## EXERCISE DESCRIPTION
Which lines in the items below contain the word "hair"? Report each of those lines in full.

## DATA SUPPLIED

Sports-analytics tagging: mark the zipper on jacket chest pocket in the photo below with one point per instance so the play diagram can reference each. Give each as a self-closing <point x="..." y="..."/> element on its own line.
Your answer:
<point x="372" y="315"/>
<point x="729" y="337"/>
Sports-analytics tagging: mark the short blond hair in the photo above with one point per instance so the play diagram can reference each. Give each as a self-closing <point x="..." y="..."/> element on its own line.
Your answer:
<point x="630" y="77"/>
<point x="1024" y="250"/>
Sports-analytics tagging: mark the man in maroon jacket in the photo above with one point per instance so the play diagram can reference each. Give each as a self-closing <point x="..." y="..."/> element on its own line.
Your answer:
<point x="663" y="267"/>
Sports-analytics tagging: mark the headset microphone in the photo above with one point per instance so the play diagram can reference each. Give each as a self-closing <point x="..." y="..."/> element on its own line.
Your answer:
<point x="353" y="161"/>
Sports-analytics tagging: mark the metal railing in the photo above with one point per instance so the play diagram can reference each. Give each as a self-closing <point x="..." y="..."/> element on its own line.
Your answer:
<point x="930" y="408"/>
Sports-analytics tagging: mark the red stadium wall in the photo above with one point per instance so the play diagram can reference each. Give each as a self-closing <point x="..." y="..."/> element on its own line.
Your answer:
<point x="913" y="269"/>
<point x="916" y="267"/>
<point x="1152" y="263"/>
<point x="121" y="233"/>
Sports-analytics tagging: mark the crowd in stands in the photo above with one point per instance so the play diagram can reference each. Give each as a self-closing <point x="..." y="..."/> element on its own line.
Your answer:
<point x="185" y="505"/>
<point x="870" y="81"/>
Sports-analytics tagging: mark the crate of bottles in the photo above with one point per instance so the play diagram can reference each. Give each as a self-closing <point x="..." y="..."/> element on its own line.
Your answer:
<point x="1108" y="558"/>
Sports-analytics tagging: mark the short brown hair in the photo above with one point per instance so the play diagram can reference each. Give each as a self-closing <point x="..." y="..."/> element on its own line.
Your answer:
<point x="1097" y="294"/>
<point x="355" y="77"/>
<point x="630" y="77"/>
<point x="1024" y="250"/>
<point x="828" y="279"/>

* * *

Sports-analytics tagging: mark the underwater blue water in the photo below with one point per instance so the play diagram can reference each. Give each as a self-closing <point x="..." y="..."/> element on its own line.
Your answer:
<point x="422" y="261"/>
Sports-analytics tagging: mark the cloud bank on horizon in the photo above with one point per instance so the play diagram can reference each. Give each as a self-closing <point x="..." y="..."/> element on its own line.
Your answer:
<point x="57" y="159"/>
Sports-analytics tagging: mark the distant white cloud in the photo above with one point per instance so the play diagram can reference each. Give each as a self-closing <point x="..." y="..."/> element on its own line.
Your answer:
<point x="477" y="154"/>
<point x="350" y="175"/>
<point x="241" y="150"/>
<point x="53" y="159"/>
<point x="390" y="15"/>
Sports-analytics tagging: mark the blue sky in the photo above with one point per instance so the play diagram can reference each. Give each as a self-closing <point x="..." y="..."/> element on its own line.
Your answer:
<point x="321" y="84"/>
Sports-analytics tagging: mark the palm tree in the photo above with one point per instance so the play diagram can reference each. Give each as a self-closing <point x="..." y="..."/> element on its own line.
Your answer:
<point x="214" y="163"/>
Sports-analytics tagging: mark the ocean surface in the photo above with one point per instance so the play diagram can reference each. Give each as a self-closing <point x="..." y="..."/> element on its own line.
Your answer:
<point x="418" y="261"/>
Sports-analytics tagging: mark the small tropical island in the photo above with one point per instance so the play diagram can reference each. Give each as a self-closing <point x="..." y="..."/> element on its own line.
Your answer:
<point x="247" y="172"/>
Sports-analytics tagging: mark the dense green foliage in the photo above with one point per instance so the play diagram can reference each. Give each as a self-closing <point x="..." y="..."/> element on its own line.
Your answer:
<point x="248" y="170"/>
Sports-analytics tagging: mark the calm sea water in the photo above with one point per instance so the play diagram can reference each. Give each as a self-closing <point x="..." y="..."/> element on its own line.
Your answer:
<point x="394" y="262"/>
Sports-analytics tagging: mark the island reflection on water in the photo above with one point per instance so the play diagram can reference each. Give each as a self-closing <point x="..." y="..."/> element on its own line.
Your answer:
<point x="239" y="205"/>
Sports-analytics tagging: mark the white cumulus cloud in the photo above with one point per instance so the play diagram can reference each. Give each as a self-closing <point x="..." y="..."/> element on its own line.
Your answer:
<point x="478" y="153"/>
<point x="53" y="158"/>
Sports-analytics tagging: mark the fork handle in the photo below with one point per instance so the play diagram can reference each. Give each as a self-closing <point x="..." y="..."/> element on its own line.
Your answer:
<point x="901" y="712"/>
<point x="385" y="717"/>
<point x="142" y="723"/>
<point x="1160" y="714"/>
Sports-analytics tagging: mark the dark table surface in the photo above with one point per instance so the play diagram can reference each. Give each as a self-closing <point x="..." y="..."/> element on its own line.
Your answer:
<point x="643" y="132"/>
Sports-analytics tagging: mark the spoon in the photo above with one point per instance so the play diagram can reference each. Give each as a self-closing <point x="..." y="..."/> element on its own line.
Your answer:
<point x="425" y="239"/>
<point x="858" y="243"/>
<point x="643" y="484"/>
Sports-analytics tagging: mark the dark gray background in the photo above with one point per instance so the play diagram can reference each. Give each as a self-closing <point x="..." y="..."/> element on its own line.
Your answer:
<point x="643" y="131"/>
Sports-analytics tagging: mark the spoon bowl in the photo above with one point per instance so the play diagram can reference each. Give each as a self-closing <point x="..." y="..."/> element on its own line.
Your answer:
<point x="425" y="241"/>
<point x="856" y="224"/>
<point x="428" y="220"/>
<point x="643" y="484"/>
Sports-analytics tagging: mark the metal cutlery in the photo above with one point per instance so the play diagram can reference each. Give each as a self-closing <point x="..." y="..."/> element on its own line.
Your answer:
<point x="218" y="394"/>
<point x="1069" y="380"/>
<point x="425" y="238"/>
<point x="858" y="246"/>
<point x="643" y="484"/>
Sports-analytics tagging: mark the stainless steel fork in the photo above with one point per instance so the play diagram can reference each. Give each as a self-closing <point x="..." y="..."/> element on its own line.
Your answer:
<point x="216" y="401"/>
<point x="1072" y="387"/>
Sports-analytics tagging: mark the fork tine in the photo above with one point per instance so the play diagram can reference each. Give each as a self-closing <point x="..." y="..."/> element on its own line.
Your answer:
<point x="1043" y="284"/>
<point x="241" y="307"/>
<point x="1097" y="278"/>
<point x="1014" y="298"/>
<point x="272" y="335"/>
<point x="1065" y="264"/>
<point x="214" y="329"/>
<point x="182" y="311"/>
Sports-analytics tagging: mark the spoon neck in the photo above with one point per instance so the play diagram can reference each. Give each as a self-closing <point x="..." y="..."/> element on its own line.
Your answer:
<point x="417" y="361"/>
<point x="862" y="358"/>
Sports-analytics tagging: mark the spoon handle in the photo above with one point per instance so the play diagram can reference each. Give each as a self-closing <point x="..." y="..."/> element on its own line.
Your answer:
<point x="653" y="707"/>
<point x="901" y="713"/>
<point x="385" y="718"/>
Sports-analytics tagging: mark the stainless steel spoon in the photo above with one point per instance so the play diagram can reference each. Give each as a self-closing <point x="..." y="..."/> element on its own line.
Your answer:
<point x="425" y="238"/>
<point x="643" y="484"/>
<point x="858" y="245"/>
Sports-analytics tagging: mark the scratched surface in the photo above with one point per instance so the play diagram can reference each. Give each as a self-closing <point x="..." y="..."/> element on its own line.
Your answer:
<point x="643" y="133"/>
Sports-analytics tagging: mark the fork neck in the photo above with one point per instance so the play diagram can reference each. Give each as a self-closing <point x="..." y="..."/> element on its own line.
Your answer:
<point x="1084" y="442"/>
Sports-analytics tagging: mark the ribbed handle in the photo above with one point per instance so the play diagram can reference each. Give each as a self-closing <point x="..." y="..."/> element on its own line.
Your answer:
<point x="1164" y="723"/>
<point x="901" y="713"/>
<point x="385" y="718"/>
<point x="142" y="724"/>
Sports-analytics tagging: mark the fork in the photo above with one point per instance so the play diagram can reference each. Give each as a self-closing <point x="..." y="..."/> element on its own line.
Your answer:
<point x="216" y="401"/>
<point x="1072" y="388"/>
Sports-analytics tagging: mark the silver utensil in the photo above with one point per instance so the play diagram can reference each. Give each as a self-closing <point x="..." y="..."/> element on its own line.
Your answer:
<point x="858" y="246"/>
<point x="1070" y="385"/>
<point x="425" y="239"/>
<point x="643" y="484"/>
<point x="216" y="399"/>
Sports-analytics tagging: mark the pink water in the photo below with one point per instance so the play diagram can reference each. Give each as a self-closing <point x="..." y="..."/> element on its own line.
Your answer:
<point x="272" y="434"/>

==

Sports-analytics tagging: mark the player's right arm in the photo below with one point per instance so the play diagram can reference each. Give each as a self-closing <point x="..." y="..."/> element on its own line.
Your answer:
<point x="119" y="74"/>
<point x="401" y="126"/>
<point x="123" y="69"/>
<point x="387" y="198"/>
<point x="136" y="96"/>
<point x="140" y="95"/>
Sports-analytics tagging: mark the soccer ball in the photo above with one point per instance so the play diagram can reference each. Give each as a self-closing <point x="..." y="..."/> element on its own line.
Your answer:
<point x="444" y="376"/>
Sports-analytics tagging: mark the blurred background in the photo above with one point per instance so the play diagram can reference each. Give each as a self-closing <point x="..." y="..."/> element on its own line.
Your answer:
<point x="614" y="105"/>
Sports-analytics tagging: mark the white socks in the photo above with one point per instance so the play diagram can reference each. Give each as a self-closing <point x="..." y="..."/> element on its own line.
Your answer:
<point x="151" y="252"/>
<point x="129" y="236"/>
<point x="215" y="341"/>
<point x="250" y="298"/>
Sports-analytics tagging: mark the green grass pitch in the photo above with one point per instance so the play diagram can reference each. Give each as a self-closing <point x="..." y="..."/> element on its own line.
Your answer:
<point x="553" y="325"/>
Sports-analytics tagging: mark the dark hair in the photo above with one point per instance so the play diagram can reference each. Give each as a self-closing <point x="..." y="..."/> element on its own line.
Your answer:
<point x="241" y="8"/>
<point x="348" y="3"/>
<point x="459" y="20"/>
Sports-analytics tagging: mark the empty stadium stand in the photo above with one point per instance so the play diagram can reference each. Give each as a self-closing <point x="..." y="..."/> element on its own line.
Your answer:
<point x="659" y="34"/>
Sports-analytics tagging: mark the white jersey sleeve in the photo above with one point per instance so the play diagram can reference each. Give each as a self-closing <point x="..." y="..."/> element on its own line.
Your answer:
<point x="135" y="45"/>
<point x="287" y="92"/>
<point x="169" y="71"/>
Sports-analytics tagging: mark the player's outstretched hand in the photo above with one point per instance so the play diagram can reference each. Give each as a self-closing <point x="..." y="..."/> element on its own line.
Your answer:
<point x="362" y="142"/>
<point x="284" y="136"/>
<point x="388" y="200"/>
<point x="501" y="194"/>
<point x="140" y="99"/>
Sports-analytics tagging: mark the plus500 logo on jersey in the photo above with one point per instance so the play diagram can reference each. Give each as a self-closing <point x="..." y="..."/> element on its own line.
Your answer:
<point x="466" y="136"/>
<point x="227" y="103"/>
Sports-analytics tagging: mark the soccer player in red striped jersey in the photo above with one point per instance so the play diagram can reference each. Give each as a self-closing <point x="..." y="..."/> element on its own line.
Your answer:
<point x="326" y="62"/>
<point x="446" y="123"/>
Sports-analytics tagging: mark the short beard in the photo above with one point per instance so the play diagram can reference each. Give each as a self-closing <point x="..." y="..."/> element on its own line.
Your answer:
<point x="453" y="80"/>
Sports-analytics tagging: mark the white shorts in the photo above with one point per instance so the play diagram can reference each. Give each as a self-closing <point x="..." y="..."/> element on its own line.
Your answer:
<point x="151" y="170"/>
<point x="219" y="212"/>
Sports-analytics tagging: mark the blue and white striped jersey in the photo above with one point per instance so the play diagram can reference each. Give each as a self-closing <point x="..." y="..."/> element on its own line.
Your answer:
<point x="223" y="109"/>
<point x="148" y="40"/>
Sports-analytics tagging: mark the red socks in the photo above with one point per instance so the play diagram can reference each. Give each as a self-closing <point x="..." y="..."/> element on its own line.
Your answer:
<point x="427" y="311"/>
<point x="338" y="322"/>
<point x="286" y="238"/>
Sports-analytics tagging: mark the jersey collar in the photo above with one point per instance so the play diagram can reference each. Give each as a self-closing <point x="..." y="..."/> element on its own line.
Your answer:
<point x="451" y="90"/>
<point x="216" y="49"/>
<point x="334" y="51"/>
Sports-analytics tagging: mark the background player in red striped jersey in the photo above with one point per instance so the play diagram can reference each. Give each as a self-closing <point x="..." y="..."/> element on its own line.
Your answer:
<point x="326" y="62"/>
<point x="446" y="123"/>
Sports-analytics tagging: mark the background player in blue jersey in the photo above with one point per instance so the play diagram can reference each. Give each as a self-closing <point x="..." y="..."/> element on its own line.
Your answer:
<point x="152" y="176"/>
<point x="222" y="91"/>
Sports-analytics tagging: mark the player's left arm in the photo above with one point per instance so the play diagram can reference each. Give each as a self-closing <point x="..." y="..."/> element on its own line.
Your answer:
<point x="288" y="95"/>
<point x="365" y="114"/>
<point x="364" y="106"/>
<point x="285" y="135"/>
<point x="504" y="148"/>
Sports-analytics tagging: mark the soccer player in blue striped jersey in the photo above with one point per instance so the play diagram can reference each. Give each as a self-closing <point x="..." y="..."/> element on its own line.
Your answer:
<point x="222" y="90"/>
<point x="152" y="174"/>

## RESPONSE TO THE EXERCISE
Sports-analytics tagging: mark the short blond hair in the photo above with one point per instance so the play diagram can reference each. Give each as a self-closing <point x="..." y="..."/> element on its own line.
Sports-analytics tagging: mark the short brown hair in the photo above with one point per instance so the play diagram can reference each. Give each as a self-closing <point x="..." y="..."/> element on its own line.
Sports-analytics tagging: mark the dark hair in the photo above with one point per instance so the play diagram can reference each. Give each as a self-closing <point x="..." y="..."/> element on its own line.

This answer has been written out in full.